● Selected passage:
--- Start ---
Notes on our discussion with Trend Micro – the RSAC2024 files

We attended RSAC 2024 in San Francisco from May 6-8. Our days at the conference were packed with back-to-back briefings. 

Here’s some notes on our briefing with Kris Anderson (Director, Product Management) and Matthew Blair (Analyst Relations Manager) of Trend Micro. Matthew organized the briefing. 

Key takeaways:

  • Trend Micro is a large vendor with a diverse and extensive range of cybersecurity products and services. It was never the intent to have an exhaustive discussion.
  • Kris’s team is responsible for the product management of multiple Trend tools including endpoint security; extended detection and response; attack surface and risk management; and zero trust.
--- End ---
● Material provided:
--- Start ---
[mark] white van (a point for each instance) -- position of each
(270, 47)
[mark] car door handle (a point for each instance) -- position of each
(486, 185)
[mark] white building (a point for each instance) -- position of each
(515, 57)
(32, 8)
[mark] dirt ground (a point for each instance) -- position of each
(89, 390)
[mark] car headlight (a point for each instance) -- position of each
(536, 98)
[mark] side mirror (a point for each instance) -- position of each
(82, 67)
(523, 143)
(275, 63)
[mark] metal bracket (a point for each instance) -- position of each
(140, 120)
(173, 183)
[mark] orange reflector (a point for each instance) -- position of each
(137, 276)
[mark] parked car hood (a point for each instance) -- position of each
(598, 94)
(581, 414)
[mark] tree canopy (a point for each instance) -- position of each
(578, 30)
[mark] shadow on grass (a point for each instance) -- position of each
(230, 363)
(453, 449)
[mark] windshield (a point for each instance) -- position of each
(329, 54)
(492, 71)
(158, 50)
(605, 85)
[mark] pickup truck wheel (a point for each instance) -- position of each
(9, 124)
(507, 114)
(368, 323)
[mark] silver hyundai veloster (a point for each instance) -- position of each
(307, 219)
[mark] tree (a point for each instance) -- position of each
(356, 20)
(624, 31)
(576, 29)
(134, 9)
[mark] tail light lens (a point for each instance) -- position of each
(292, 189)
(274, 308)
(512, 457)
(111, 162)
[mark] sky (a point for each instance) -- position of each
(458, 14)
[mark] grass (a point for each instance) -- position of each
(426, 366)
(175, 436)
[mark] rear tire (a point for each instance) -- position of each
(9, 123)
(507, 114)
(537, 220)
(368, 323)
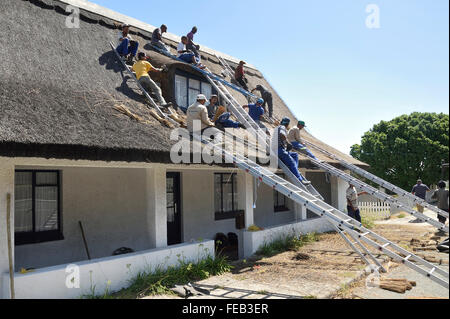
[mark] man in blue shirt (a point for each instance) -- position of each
(256, 111)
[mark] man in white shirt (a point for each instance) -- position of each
(198, 112)
(187, 55)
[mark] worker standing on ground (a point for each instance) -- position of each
(198, 112)
(352, 202)
(267, 96)
(157, 38)
(420, 190)
(282, 147)
(212, 106)
(141, 68)
(127, 47)
(294, 139)
(239, 75)
(187, 55)
(442, 196)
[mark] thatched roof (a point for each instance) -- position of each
(59, 87)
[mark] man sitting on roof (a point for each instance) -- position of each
(186, 55)
(294, 139)
(212, 105)
(224, 121)
(127, 47)
(267, 96)
(282, 147)
(157, 39)
(256, 111)
(141, 68)
(239, 75)
(198, 112)
(191, 45)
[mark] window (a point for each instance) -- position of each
(187, 87)
(225, 196)
(37, 206)
(279, 200)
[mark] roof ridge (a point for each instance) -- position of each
(111, 14)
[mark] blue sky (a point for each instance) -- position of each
(335, 73)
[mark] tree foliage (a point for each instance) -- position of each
(406, 148)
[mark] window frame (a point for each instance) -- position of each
(189, 76)
(222, 215)
(35, 237)
(280, 208)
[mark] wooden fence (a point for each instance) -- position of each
(376, 210)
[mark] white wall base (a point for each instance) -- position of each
(254, 240)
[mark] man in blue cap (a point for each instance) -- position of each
(294, 139)
(281, 145)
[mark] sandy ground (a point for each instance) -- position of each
(329, 269)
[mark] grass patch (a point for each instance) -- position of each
(367, 222)
(286, 243)
(160, 281)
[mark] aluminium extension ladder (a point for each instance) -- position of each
(341, 221)
(242, 116)
(378, 194)
(403, 195)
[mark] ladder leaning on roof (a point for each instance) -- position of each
(403, 195)
(243, 117)
(343, 224)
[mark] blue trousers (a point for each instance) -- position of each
(125, 47)
(290, 159)
(229, 123)
(355, 214)
(299, 147)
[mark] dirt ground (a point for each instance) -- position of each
(324, 269)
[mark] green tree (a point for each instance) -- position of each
(406, 148)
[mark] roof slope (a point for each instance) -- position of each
(58, 87)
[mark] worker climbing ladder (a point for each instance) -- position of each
(342, 223)
(403, 195)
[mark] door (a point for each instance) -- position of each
(173, 208)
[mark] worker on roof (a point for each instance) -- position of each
(239, 75)
(157, 39)
(141, 68)
(186, 55)
(294, 139)
(224, 121)
(256, 111)
(267, 96)
(281, 146)
(127, 47)
(198, 112)
(212, 105)
(191, 45)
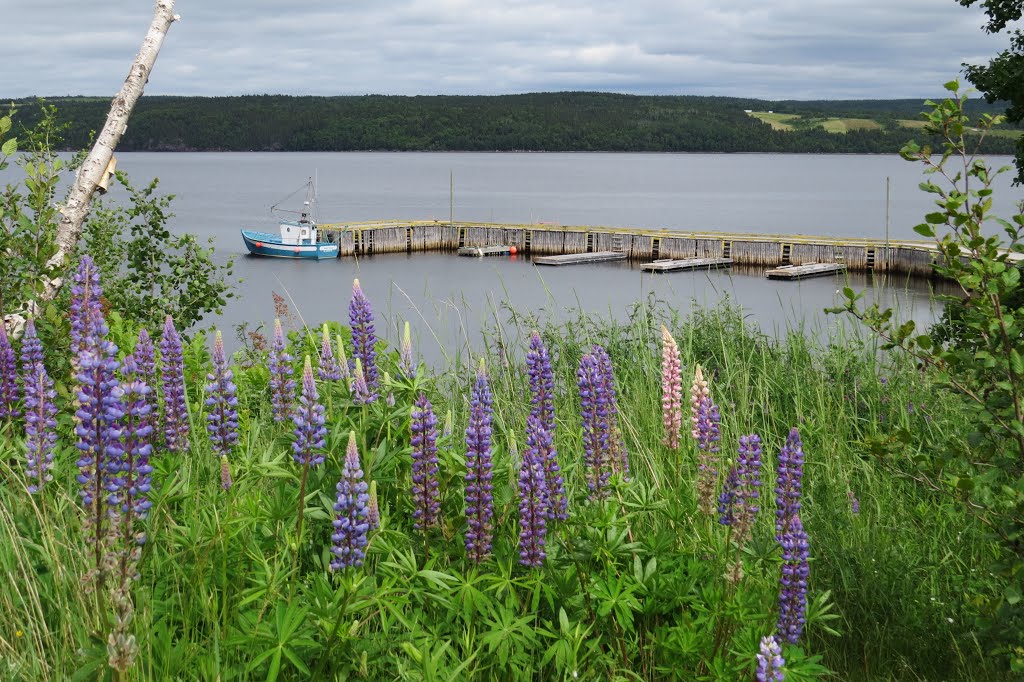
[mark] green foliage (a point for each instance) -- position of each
--- End ---
● Exercise instructions:
A - Quote the notes on the Trend Micro briefing between "We attended RSAC" and "and zero trust.", inclusive.
B - Extend the notes on the Trend Micro briefing by continuing from the point where they stop.

● Answers to the tasks:
A -
We attended RSAC 2024 in San Francisco from May 6-8. Our days at the conference were packed with back-to-back briefings. 

Here’s some notes on our briefing with Kris Anderson (Director, Product Management) and Matthew Blair (Analyst Relations Manager) of Trend Micro. Matthew organized the briefing. 

Key takeaways:

  • Trend Micro is a large vendor with a diverse and extensive range of cybersecurity products and services. It was never the intent to have an exhaustive discussion.
  • Kris’s team is responsible for the product management of multiple Trend tools including endpoint security; extended detection and response; attack surface and risk management; and zero trust.

B -
  • Blended multi- and cross-channel phishing attacks are a growing problem for organizations, particularly when security tools are implemented in siloes and don’t correlate threat signals. For example, the validity of a communication is greatly increased when an email message is immediately followed by a Zoom call to confirm receipt and request immediate action. When this is a malicious chain of communication events, however, this socially engineered validity can result in great damage to an organization’s reputation and finances. Detection of these blended attacks and the use of deepfake video calls are current areas of investment for Trend Micro.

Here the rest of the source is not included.